### Recorded data ###
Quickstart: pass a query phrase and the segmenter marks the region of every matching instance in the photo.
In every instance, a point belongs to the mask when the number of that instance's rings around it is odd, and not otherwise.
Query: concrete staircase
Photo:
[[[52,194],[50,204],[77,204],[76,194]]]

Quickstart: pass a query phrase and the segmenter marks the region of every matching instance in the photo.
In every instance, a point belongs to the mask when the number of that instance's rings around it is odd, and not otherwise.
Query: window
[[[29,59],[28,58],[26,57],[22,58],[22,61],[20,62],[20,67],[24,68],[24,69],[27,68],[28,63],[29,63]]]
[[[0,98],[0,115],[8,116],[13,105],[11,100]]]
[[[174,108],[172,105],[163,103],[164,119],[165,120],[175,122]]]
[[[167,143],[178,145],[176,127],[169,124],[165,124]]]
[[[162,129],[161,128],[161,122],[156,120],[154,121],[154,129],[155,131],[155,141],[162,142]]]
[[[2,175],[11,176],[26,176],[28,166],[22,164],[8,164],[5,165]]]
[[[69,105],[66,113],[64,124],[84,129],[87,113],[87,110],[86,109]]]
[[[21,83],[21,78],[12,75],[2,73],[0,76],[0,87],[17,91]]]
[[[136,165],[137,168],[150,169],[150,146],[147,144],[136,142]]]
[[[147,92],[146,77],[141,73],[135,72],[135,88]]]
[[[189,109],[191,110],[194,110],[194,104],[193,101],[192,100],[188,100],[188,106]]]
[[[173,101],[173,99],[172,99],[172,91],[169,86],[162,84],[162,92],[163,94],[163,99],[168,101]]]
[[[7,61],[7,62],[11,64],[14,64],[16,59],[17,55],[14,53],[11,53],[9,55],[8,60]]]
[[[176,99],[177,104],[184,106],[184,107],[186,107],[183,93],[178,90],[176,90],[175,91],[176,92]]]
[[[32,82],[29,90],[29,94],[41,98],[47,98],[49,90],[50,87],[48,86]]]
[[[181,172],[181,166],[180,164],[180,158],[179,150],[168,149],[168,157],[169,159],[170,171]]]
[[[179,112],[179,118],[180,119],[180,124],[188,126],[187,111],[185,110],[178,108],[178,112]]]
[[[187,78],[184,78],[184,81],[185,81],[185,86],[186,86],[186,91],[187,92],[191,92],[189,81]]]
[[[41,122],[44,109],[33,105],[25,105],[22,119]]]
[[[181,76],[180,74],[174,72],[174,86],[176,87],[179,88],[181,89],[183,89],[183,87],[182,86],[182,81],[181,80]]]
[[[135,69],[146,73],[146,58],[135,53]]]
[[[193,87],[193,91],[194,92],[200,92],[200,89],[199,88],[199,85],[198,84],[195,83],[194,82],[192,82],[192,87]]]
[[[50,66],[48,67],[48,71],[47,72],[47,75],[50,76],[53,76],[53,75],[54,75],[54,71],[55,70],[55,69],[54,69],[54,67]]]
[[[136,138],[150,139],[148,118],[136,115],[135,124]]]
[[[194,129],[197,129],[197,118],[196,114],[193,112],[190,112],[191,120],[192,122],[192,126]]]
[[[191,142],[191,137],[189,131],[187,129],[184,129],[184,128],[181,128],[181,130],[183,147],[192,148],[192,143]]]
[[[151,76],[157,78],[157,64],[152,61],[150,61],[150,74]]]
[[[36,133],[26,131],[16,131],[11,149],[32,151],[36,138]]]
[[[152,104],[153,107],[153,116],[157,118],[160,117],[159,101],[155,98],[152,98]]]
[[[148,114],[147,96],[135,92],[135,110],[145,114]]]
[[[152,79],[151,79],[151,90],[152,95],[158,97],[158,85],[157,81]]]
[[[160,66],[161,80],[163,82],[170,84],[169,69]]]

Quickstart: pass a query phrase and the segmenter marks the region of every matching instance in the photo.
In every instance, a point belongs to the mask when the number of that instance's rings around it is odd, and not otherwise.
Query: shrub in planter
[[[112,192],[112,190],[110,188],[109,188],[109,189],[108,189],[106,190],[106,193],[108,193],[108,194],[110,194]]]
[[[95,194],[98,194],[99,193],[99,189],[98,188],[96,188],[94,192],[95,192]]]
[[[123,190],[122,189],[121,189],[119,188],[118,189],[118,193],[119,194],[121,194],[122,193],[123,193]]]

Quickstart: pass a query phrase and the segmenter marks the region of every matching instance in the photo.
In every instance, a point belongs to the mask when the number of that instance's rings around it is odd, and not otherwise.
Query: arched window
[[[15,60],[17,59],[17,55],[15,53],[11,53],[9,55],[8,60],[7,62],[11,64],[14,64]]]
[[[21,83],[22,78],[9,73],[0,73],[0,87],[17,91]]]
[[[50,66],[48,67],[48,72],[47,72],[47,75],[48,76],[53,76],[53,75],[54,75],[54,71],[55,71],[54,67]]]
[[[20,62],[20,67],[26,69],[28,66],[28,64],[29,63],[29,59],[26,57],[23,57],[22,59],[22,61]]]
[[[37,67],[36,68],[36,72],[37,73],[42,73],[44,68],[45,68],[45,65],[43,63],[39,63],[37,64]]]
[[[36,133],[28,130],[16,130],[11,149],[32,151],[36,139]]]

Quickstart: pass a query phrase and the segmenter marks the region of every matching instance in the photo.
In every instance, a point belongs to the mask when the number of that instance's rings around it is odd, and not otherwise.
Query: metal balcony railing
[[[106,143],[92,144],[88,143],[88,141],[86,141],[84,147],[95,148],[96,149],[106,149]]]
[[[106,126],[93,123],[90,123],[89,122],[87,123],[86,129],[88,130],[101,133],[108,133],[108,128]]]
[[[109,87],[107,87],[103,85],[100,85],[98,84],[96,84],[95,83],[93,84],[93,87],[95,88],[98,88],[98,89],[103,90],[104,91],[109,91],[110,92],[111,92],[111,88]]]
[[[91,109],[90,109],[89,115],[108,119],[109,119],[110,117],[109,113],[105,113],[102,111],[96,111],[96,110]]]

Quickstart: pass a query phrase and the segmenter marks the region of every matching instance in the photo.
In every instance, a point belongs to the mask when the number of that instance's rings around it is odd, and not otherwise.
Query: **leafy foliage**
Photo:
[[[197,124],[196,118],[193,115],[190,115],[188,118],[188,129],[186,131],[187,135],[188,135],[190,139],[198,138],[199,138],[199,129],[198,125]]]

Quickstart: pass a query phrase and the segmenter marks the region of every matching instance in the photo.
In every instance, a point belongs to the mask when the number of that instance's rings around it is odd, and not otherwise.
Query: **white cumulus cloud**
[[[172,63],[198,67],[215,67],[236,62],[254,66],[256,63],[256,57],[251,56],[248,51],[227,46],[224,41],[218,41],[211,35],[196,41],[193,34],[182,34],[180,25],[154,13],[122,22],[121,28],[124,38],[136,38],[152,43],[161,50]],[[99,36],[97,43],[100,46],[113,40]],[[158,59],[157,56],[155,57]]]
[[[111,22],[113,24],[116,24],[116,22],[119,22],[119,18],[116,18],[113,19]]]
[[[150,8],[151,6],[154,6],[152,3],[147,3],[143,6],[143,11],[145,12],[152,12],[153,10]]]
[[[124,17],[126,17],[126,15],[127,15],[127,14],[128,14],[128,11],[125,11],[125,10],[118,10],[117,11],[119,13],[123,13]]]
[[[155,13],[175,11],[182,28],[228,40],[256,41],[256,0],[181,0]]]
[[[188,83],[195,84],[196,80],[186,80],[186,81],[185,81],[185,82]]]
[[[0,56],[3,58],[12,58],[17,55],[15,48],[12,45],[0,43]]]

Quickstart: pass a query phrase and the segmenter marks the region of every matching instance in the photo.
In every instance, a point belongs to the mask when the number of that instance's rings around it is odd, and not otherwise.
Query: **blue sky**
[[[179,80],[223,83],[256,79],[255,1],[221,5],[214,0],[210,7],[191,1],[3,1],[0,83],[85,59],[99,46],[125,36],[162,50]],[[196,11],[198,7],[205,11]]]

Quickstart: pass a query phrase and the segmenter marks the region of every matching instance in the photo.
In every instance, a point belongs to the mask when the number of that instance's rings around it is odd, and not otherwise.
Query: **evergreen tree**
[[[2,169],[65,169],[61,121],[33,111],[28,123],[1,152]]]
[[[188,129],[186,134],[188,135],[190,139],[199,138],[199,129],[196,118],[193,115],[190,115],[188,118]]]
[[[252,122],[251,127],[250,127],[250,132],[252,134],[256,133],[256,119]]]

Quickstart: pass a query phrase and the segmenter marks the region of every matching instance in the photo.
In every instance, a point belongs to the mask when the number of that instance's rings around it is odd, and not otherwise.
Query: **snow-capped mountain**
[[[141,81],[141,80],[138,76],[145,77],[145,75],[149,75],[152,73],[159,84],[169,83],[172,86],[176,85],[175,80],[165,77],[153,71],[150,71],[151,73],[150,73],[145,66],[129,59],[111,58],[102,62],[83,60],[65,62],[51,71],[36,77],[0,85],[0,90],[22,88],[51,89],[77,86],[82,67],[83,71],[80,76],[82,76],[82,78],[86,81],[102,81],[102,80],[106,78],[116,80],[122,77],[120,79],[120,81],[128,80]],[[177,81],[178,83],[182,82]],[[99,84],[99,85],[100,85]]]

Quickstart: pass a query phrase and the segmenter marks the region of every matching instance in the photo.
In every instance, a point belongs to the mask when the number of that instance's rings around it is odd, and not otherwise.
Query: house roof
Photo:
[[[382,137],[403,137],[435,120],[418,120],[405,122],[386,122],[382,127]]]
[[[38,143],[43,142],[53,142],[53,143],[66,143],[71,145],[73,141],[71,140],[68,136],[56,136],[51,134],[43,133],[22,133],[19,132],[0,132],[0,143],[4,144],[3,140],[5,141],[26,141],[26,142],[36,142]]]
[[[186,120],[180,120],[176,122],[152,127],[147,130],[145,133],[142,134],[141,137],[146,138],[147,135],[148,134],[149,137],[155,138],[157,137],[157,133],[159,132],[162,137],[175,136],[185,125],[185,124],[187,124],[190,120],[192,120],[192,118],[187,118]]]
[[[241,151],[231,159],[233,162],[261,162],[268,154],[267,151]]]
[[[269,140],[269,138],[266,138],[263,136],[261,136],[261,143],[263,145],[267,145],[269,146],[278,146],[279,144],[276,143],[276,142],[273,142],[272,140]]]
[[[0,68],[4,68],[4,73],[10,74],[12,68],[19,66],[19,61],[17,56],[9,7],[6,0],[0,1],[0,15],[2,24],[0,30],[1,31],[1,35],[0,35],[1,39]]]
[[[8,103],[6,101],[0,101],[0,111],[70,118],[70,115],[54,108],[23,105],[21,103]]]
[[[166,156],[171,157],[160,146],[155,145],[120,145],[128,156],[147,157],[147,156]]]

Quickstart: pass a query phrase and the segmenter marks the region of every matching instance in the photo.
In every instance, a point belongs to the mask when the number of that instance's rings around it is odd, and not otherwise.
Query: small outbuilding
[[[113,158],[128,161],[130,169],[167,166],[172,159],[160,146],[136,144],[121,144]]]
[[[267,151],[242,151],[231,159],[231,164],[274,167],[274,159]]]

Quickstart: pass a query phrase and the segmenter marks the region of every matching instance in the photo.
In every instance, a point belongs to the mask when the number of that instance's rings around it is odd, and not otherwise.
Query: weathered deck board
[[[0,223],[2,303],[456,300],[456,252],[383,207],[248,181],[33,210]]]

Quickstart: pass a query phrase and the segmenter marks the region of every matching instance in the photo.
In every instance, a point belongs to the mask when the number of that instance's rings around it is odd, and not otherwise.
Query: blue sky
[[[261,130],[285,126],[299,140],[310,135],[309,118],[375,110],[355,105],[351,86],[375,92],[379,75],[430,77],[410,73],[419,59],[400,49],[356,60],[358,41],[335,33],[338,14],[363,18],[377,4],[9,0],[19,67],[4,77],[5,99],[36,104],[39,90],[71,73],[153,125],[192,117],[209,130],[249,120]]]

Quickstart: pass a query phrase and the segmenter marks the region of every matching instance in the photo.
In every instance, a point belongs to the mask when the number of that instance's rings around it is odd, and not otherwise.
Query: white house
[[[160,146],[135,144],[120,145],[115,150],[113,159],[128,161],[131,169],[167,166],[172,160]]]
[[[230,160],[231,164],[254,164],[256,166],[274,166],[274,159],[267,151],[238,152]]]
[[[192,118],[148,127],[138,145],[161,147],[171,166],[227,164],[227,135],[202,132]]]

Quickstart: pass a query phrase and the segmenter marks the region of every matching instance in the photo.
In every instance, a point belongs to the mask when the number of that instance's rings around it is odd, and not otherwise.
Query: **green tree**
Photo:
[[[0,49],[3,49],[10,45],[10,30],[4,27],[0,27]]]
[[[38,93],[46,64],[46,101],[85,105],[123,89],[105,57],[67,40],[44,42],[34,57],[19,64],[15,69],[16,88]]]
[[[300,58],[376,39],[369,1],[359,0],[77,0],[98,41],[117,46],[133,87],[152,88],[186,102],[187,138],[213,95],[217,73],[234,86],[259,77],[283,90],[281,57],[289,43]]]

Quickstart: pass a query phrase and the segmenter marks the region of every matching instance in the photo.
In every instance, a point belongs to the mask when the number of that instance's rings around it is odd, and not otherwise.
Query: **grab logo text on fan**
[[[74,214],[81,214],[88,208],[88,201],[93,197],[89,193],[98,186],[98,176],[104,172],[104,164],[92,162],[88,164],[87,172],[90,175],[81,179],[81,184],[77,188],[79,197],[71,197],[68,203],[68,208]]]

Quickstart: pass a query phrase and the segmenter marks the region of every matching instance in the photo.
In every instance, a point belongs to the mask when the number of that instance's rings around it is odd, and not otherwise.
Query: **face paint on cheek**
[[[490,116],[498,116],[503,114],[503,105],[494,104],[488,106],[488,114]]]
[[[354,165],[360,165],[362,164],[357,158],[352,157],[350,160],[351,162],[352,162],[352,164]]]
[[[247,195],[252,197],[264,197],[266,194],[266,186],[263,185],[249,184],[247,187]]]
###
### [The exercise]
Arrange the items starting at the beginning of the list and ending at the line that contains "[[[52,194],[50,204],[77,204],[76,194]]]" as a two-column CSV with the columns "input" and "output", one row per item. Place each item's text and its answer in a single quoted field apiece, with line breaks converted to spaces.

### [Solution below]
input,output
"Quickstart: pass a query phrase and the segmenter marks the region of every matching instance in the photo. In every instance, a point belongs to the mask when the number of that instance's rings around it is odd, and not otherwise. Query: concrete staircase Photo:","[[[52,194],[50,204],[77,204],[76,194]]]"